■ **GIVEN PROBLEM**
Could you print every record below exactly as it appears?

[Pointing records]
##############################
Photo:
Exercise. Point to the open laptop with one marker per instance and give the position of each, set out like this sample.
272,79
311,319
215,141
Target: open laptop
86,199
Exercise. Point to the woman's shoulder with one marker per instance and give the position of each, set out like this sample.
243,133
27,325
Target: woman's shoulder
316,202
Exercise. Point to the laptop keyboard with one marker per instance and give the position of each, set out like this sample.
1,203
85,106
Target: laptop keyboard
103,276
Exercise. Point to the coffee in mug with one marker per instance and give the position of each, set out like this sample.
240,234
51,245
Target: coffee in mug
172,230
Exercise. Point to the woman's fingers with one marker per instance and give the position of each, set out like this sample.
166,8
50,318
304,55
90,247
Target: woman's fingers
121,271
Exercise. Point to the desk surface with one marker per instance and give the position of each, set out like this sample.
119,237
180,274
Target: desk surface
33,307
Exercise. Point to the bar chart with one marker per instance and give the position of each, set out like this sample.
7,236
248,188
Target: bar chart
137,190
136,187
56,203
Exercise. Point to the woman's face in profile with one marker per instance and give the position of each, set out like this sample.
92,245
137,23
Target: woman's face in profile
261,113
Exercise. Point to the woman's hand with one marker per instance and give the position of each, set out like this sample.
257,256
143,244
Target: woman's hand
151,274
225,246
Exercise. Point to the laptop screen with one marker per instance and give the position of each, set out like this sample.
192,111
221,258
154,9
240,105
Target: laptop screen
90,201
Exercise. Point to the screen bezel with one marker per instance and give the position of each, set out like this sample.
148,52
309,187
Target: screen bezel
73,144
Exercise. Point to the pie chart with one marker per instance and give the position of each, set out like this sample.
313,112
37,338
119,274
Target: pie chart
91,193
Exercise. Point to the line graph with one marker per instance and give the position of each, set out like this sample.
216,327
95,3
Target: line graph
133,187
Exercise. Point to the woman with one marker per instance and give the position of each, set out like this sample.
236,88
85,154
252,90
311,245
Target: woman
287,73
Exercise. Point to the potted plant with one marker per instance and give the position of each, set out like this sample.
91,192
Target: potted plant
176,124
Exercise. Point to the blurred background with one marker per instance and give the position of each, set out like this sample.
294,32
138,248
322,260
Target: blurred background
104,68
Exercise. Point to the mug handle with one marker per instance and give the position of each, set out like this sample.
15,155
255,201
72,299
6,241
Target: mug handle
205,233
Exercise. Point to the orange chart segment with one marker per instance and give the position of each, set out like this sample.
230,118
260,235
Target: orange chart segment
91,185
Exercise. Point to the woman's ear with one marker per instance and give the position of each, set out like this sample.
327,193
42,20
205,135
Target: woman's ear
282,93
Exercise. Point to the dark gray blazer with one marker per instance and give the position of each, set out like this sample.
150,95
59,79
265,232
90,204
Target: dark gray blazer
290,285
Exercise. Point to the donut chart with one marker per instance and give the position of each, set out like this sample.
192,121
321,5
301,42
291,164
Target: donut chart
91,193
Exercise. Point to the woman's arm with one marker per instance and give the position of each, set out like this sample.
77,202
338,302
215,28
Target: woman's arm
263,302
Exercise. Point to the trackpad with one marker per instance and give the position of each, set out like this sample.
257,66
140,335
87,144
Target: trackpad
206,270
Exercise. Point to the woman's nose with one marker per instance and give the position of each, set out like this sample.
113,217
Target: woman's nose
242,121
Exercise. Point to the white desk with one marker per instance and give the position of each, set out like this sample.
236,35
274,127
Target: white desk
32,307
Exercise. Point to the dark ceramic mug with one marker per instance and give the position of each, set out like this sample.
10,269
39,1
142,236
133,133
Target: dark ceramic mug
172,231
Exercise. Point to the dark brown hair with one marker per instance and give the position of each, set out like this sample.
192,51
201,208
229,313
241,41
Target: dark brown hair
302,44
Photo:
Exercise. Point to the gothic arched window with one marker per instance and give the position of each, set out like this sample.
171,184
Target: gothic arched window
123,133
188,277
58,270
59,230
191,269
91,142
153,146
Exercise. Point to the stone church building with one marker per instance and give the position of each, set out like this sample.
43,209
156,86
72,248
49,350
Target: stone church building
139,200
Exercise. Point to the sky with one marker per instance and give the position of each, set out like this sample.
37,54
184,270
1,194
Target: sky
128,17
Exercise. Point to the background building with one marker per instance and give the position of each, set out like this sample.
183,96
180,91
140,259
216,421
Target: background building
##############################
■ **RESULT OF THIS EXERCISE**
Photo:
Exercise. Point to the open laptop with one marker per instance and give the position of each, set out like this sample.
272,79
311,319
215,141
Target: open laptop
86,199
Exercise. Point to the woman's shoulder with one marker per instance and give the position of each, set out like this sample.
243,133
27,325
Target: woman's shoulder
316,202
Exercise. Point to the laptop keyboard with one marker per instance and give the position of each, set out like this sample.
1,203
85,106
Target: laptop keyboard
103,276
Exercise. Point to the coffee in mug with one marker per instance and give the position of each, set out like this sample.
240,234
51,245
Target: coffee in mug
172,230
Exercise. Point to the woman's fingers with one marker per instance and give the position of each, set out like this sample.
166,8
50,318
304,55
90,247
Target: woman's fingers
121,271
Exercise. Point to the desk surface with one marker per instance and give the position of each, set out like this sample.
119,237
180,274
Target: desk surface
33,307
Exercise. Point to the bar chart with one marker per instance and give the position of each, set out like this sample.
7,236
248,188
Target: bar chart
137,190
136,187
56,203
Exercise. Point to the woman's face in profile with one marker per instance and give the position of each, set out like this sample.
92,245
137,23
Target: woman's face in profile
261,113
Exercise. Point to the woman's hand with one marker per instance and give the position of each, set out like this sample.
257,256
143,244
Target: woman's hand
151,274
225,246
Exercise. Point to the laptop screen with one marker per instance and give the position of each, set out like this sample.
192,111
221,258
154,9
240,105
Target: laptop screen
90,201
Exercise. Point to the screen bezel with one marker per instance and give the position of each, set out like this sample.
148,52
309,187
Target: screen bezel
73,144
Exercise. Point to the pie chart with one marker per instance and give the position of each, set out like this sample.
313,112
37,338
119,274
Target: pie chart
91,193
Exercise. Point to the line graph with one marker per instance and give the position of each, set out like this sample.
216,327
95,3
Target: line graph
133,187
Exercise. Point to the woman with one marker per instance and give the position of each, set out like this sample.
236,88
85,154
252,90
311,245
Target: woman
287,73
Exercise. Point to the potted plant with one marker per instance and give the position of each, set out like this sample.
91,192
Target: potted plant
176,124
Exercise. Point to the blurred background with one marker per instance and give the position of each, set out like this sample.
294,32
138,248
322,260
Target: blurred background
104,68
Exercise. Point to the mug handle with one marker per instance and give the position of each, set out like this sample.
15,155
255,201
72,299
6,241
Target: mug handle
205,233
Exercise. Point to the orange chart segment with one marker per instance and give the position of each, set out like this sample.
230,118
260,235
Target: orange chart segment
91,185
Exercise. Point to the woman's ear with one marker per instance and give the position of each, set out like this sample.
327,193
42,20
205,135
Target: woman's ear
282,93
Exercise. Point to the dark gray blazer with one marker per instance and give the position of each, set out like this sample.
150,95
59,79
265,232
90,204
Target: dark gray blazer
290,285
Exercise. Point to the donut chart with one marker per instance and give the position of each, set out like this sample.
192,121
321,5
301,42
291,164
Target: donut chart
91,193
Exercise. Point to the woman's arm with one marker per instance and give the position of each, set out like this sample.
77,202
338,302
215,28
Target: woman's arm
263,302
Exercise. Point to the trackpad with one marker per instance and give the position of each, set out like this sample.
257,66
140,335
87,144
Target: trackpad
206,270
Exercise. Point to the woman's nose with one marker per instance and give the position of each, set out like this sample.
113,217
Target: woman's nose
242,121
Exercise. Point to the white desk with one marker per instance and give the position of each, set out like this sample.
236,35
274,127
Target: white desk
32,307
Exercise. Point to the dark ceramic mug with one marker per instance and give the position of each, set out like this sample.
10,269
39,1
142,236
133,133
Target: dark ceramic mug
172,231
Exercise. Point to the dark brown hair with one marker per instance and give the position of each, set out like this sample.
192,51
201,208
229,313
241,41
Target: dark brown hair
302,44
Photo:
Exercise. Point to the gothic arched window with one marker per instance and give the position of each, set out like this sample.
171,184
Target: gothic arched window
123,133
188,277
58,270
59,230
191,269
91,142
153,146
Exercise. Point to the stone church building with one marker per instance and give the position of each, set out like this sample.
43,209
156,86
72,248
49,350
Target: stone church building
139,200
Exercise. Point to the sky with one marker per instance and give the position of each, set out like this sample.
37,54
184,270
1,194
Target: sky
128,17
Exercise. Point to the background building with one marker per instance and give the position of each, set out like this sample.
183,96
180,91
140,259
216,421
Target: background building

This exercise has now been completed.